*** Task material

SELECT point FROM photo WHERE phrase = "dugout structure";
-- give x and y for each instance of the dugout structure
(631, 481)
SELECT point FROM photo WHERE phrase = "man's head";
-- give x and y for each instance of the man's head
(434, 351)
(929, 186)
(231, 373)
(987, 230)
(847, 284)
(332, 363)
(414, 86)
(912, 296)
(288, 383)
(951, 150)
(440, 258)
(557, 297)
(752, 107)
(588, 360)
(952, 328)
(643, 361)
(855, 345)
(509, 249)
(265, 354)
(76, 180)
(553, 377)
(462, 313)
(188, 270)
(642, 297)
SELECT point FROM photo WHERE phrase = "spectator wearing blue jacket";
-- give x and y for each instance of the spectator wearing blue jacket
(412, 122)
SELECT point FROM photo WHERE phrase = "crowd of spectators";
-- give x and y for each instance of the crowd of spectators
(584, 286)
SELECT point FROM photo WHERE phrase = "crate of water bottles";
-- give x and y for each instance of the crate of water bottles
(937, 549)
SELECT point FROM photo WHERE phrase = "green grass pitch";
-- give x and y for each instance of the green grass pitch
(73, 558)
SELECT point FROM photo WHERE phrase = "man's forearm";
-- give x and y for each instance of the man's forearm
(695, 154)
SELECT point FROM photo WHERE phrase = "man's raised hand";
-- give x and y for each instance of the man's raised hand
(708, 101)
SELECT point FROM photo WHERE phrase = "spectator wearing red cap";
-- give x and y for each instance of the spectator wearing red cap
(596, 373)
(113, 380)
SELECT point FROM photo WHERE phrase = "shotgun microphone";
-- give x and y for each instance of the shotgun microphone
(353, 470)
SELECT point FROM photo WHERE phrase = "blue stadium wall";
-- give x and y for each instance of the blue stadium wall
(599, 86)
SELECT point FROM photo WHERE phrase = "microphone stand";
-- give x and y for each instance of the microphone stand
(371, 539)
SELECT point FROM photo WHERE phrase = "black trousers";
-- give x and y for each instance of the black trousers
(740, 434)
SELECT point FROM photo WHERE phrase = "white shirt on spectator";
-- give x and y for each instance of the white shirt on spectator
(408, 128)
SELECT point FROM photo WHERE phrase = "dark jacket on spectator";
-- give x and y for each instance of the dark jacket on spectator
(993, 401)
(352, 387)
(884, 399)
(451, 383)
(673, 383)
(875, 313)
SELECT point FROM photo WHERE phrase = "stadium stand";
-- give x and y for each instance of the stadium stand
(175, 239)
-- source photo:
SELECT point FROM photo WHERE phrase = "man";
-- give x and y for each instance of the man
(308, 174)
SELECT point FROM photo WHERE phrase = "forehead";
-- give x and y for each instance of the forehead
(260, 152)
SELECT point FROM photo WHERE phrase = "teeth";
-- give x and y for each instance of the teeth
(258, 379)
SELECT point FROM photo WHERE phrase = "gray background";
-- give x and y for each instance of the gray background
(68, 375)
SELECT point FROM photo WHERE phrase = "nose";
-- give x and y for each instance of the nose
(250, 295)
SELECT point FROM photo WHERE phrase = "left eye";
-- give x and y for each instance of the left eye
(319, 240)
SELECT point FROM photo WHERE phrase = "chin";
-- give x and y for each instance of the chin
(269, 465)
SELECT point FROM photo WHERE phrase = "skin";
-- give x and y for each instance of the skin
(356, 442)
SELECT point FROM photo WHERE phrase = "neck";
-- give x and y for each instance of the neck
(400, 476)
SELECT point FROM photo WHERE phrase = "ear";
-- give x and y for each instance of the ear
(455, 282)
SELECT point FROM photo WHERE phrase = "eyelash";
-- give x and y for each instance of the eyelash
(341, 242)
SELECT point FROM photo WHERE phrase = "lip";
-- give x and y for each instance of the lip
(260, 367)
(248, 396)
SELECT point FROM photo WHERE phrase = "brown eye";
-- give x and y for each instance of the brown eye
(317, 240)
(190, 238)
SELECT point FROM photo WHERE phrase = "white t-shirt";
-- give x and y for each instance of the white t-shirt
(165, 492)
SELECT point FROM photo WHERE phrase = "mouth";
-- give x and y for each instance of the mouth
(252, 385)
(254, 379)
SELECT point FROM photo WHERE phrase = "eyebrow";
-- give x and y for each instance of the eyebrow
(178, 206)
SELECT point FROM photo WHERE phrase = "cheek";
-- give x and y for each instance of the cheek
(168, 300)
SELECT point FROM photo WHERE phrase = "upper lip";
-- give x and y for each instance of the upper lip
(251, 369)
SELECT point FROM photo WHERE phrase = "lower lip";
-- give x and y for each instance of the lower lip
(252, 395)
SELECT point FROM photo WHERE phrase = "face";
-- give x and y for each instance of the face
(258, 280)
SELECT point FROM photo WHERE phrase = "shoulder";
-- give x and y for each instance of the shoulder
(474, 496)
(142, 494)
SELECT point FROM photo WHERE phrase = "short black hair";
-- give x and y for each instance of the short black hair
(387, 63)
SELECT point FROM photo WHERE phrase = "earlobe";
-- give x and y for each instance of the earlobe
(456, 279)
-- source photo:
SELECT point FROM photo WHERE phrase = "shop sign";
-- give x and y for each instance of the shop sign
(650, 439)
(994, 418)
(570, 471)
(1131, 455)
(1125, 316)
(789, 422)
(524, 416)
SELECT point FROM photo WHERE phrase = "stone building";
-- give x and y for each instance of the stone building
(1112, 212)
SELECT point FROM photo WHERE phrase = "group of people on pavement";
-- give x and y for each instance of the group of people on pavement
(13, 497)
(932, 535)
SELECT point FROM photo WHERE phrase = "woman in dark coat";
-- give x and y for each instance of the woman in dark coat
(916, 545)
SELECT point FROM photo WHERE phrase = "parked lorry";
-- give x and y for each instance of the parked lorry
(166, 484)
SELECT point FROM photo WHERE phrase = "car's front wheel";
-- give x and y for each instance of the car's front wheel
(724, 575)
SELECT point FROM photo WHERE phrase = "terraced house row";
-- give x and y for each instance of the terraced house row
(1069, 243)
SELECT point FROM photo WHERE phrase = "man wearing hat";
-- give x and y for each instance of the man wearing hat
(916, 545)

******

Which lines above contain the word "cheek", counting only matches with the same case? Pull out each of those lines.

## The solution
SELECT point FROM photo WHERE phrase = "cheek";
-- give x and y for each instance of the cheek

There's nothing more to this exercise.